→ **PAGE**:
From PCUSA NEWS <PCUSA.NEWS@ecunet.org>
Date 29 Jan 2002 11:44:34 -0500

Note #7031 from PCUSA NEWS to PRESBYNEWS:

29-January-2002
02042

Church groups drawn to Brazil forum to debate forms of globalization 
 
by Sergio Ferrari
Ecumenical News International
  
BERNE, Switzerland - Leaders of ecumenical organizations and churches are among tens of thousands of people expected to gather this week in Brazil for a global forum against
corporate-driven globalization.  

Called the World Social Forum, the gathering - from Jan. 31 to Feb. 5 in Porto Alegre - is timed to coincide with the World Economic Forum, a three-decade-old annual meeting of world business and government leaders.  

The World Social Forum was launched last year to provide an alternative point of view to the older forum. Meeting on the theme "Another World Is Possible," participants at the Brazilian gathering intend to debate political and economic alternatives to globalization.  

"Not only is another world possible, but it is urgent to construct it," said Francisco "Chico" Whitaker, executive secretary of the Justice and Peace Commission (BCJP) of the Brazilian National Council of (Catholic) Bishops, which is putting together a session on world starvation. The BCJP is one of the eight groups organizing the forum.  

The five-day event is expected to draw more than 12,000 delegates and tens of thousands of other participants. The forum will offer 60 separate debates and more than 900 workshops, as well as an unofficial tribunal on Third World debt, and numerous presentations by international figures.

Raw rows
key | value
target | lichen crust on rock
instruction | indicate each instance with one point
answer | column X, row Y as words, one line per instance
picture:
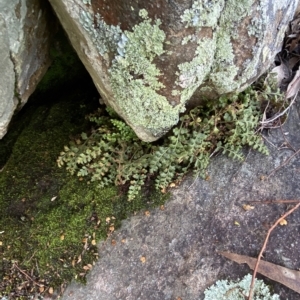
column 150, row 69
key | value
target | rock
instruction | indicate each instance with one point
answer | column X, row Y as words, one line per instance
column 172, row 253
column 26, row 29
column 149, row 59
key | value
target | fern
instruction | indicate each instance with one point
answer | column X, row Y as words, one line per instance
column 113, row 154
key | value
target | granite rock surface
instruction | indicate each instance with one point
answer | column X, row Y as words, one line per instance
column 172, row 253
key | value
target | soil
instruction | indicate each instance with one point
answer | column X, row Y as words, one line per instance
column 172, row 252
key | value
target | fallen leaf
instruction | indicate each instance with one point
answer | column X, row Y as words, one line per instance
column 248, row 207
column 288, row 277
column 283, row 222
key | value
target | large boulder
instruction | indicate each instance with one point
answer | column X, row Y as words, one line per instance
column 149, row 59
column 26, row 28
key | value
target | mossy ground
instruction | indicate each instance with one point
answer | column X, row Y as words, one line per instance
column 50, row 221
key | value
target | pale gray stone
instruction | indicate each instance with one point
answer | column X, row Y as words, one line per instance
column 26, row 31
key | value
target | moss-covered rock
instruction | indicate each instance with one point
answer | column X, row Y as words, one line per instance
column 50, row 221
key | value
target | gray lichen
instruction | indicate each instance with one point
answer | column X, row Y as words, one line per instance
column 239, row 290
column 220, row 69
column 134, row 77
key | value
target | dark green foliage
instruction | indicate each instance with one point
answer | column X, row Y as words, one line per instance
column 113, row 154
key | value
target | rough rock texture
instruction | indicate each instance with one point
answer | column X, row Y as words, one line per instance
column 179, row 243
column 149, row 59
column 26, row 30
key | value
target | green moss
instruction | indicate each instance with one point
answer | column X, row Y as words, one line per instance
column 48, row 219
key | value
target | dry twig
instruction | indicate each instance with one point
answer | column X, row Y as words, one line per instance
column 275, row 201
column 264, row 247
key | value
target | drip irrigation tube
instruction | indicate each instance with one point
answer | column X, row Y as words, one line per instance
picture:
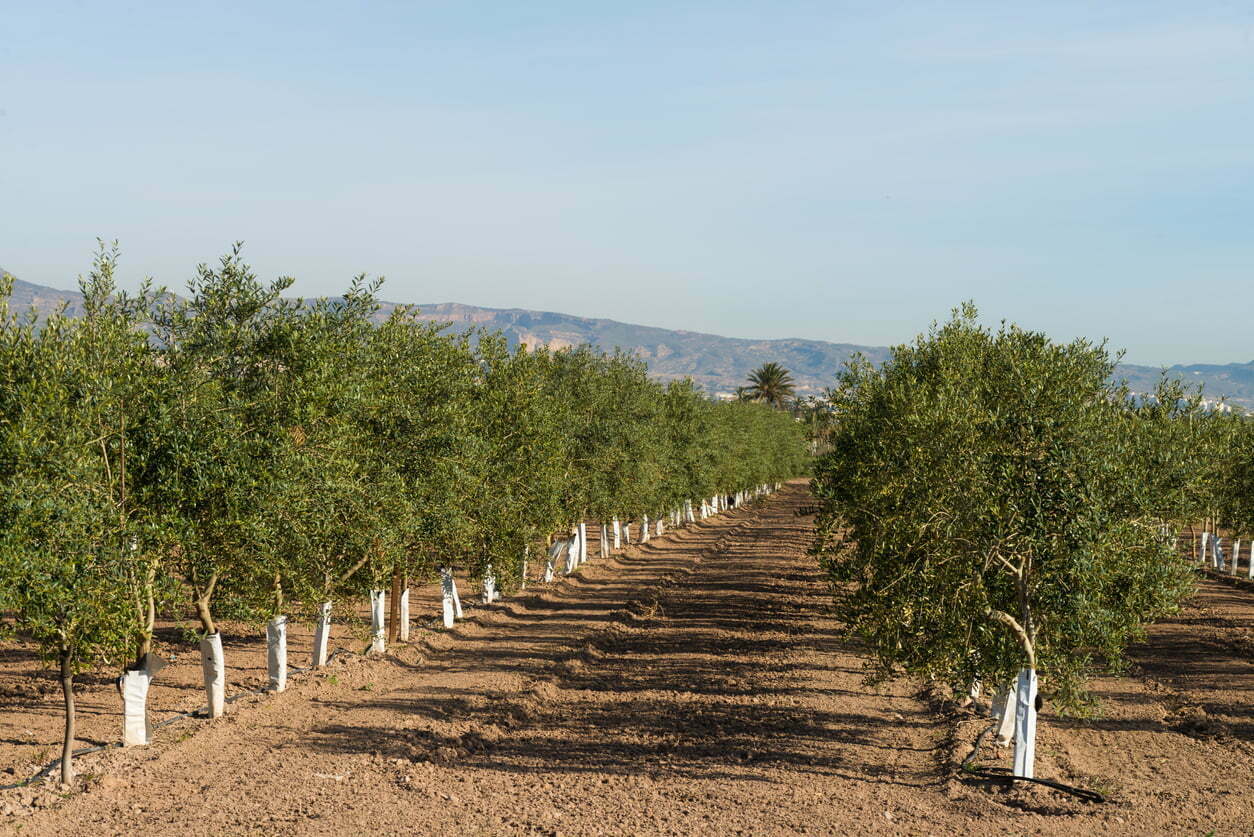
column 1002, row 774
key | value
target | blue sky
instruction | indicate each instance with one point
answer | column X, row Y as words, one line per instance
column 823, row 170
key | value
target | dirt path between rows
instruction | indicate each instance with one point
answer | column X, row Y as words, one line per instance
column 691, row 685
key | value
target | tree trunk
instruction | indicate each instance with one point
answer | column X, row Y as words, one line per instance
column 206, row 616
column 394, row 610
column 68, row 741
column 149, row 623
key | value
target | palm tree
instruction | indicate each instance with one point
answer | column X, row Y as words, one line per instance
column 770, row 383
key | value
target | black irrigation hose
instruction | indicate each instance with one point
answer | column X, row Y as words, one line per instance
column 1002, row 774
column 48, row 768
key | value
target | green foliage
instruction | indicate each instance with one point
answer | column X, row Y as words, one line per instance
column 770, row 383
column 262, row 454
column 993, row 502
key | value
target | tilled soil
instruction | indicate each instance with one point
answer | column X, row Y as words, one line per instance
column 696, row 684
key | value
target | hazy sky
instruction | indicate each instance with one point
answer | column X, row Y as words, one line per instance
column 823, row 170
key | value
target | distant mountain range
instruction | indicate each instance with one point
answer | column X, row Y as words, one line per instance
column 717, row 364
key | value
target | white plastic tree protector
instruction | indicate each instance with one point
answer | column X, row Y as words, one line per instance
column 276, row 653
column 449, row 591
column 457, row 599
column 215, row 670
column 1025, row 724
column 554, row 551
column 321, row 635
column 1003, row 709
column 378, row 624
column 136, row 729
column 403, row 628
column 489, row 586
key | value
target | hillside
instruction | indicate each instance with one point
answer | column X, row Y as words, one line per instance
column 716, row 363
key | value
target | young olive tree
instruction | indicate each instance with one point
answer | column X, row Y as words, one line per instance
column 995, row 512
column 73, row 393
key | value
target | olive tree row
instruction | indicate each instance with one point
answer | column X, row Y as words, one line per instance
column 236, row 453
column 995, row 507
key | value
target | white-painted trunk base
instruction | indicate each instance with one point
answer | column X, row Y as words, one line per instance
column 449, row 592
column 215, row 670
column 276, row 654
column 378, row 621
column 403, row 628
column 136, row 729
column 321, row 635
column 1025, row 724
column 489, row 586
column 1003, row 709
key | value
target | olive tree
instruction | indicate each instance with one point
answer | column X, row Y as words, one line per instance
column 986, row 512
column 74, row 392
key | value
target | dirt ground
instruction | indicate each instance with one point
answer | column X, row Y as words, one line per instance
column 696, row 684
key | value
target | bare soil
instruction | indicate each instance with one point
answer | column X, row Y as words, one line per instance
column 696, row 684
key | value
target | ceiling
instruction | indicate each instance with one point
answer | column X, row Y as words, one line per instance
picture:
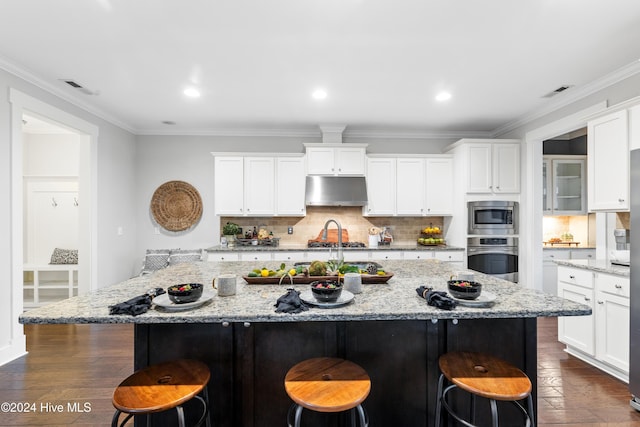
column 257, row 62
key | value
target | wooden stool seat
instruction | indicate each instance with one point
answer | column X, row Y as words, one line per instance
column 161, row 387
column 327, row 384
column 485, row 375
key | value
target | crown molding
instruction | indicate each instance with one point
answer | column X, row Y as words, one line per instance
column 31, row 78
column 570, row 96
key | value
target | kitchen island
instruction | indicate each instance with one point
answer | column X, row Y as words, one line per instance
column 388, row 329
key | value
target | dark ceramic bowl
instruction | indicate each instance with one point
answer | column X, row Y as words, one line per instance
column 464, row 289
column 188, row 292
column 326, row 290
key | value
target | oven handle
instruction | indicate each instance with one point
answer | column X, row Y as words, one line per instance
column 497, row 250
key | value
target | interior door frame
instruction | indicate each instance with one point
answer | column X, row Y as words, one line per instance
column 531, row 254
column 22, row 103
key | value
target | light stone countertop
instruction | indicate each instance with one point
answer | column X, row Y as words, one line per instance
column 395, row 300
column 300, row 248
column 598, row 265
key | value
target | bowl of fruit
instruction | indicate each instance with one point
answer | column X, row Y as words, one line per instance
column 326, row 290
column 187, row 292
column 464, row 289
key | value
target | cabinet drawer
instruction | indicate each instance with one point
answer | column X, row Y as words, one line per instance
column 550, row 255
column 449, row 256
column 575, row 276
column 611, row 284
column 222, row 256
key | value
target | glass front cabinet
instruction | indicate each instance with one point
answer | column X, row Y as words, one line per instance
column 564, row 185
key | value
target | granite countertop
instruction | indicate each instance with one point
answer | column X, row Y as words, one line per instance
column 395, row 300
column 599, row 265
column 298, row 248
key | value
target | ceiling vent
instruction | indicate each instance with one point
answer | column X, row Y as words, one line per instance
column 79, row 87
column 557, row 91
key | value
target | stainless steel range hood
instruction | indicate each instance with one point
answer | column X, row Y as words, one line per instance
column 336, row 191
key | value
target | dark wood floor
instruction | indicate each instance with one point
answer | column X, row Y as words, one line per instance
column 82, row 364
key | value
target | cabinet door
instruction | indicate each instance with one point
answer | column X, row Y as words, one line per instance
column 608, row 162
column 506, row 168
column 259, row 185
column 228, row 185
column 577, row 331
column 349, row 160
column 381, row 186
column 320, row 161
column 439, row 186
column 290, row 186
column 612, row 330
column 479, row 168
column 569, row 187
column 410, row 186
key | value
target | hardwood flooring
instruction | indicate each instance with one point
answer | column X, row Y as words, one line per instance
column 74, row 365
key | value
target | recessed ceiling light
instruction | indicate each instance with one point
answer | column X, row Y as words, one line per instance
column 319, row 94
column 192, row 92
column 443, row 96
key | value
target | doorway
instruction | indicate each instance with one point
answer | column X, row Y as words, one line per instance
column 22, row 104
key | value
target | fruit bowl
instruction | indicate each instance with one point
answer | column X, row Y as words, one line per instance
column 464, row 289
column 187, row 292
column 326, row 290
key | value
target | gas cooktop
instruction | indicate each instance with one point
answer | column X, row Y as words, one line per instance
column 316, row 244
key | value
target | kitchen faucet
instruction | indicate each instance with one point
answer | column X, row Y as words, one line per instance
column 324, row 237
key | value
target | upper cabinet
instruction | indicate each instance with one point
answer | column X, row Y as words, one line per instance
column 409, row 186
column 492, row 166
column 259, row 185
column 608, row 162
column 290, row 182
column 564, row 185
column 336, row 159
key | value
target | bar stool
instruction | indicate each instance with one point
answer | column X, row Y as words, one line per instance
column 483, row 375
column 327, row 384
column 160, row 387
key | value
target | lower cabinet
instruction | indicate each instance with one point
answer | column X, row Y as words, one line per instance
column 601, row 339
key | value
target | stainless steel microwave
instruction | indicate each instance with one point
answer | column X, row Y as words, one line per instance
column 493, row 217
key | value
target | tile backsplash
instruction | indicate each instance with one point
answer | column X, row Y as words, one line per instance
column 405, row 230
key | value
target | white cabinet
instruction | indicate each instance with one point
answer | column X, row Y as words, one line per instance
column 577, row 331
column 259, row 186
column 601, row 339
column 612, row 320
column 493, row 167
column 325, row 159
column 229, row 185
column 290, row 186
column 439, row 186
column 608, row 162
column 564, row 185
column 410, row 186
column 381, row 186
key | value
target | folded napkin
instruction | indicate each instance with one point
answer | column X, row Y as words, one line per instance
column 290, row 303
column 437, row 299
column 137, row 305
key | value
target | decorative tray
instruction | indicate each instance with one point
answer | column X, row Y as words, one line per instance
column 303, row 280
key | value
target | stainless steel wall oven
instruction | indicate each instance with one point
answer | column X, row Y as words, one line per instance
column 497, row 256
column 493, row 217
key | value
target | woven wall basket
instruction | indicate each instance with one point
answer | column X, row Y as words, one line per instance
column 176, row 206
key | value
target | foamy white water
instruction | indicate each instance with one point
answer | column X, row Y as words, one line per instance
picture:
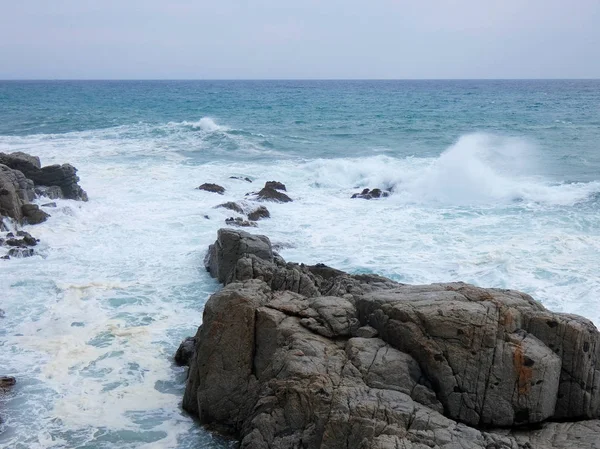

→ **TASKS AND EXERCISES**:
• a. Echo everything in the World Social Forum article from "29-January-2002" down to "alternatives to globalization.".
• b. Answer these from the World Social Forum article:
(i) On what dates and in what city is the forum held?
(ii) What is the theme of the meeting?
(iii) How many workshops will the forum offer?
• c. Pick up the World Social Forum article after its last sentence and keep writing.
The rows were taken from a different source than the World Social Forum article.

→ **RESPONSE LIST**:
• a.
29-January-2002
02042

Church groups drawn to Brazil forum to debate forms of globalization 
 
by Sergio Ferrari
Ecumenical News International
  
BERNE, Switzerland - Leaders of ecumenical organizations and churches are among tens of thousands of people expected to gather this week in Brazil for a global forum against
corporate-driven globalization.  

Called the World Social Forum, the gathering - from Jan. 31 to Feb. 5 in Porto Alegre - is timed to coincide with the World Economic Forum, a three-decade-old annual meeting of world business and government leaders.  

The World Social Forum was launched last year to provide an alternative point of view to the older forum. Meeting on the theme "Another World Is Possible," participants at the Brazilian gathering intend to debate political and economic alternatives to globalization.

• b.
(i) From Jan. 31 to Feb. 5, in Porto Alegre.
(ii) "Another World Is Possible."
(iii) More than 900.

• c.
Prominent figures expected to appear include Adolfo Perez Esquivel, Nobel peace prize laureate; the Argentine Methodist Bishop Federico Pagura; and the Brazilian liberation theologian Frei Betto.   

Among ecumenical and church organizations planning to participate are the World Council of Churches; the Latin American Council of Churches (CLAI), whose headquarters are in Ecuador; the Oscar Romero Ecumenical Initiative of Uruguay; the Porto Alegre Institute of the Methodist Church; and the Brazilian National Ecumenical Commission Against Racism.  

The other organizers of the event are: the Brazilian Association of Non-Governmental Organizations (ABONG); Association for the Taxation of Financial Transactions for the Aid of Citizens (ATTAC); the Brazilian Business Association for Citizenship (CIVES); the Central Trade Union Confederation (CUT); the Centre for Global Justice (CJG); the Movement of Landless Rural Workers (MST); and the Brazilian Institute for Social and Economic Studies (IBASE).